* SUPPLIED MATERIAL:
________
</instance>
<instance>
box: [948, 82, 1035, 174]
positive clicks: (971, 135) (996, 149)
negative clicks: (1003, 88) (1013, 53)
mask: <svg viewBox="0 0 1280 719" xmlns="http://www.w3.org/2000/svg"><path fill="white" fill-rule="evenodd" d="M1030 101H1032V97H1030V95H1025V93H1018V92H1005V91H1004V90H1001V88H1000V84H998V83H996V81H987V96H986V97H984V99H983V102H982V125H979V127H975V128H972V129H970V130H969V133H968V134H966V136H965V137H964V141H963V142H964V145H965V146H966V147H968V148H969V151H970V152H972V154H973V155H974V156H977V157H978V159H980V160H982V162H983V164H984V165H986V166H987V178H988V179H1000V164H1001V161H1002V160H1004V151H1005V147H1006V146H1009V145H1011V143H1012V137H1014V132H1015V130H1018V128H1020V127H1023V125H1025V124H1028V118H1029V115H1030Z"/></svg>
________
* WHAT YOU SHOULD DO: Word for word, quote the lines of the material from the first line through the line with "positive clicks: (971, 135) (996, 149)", both ends included.

* TASK ANSWER:
</instance>
<instance>
box: [948, 82, 1035, 174]
positive clicks: (971, 135) (996, 149)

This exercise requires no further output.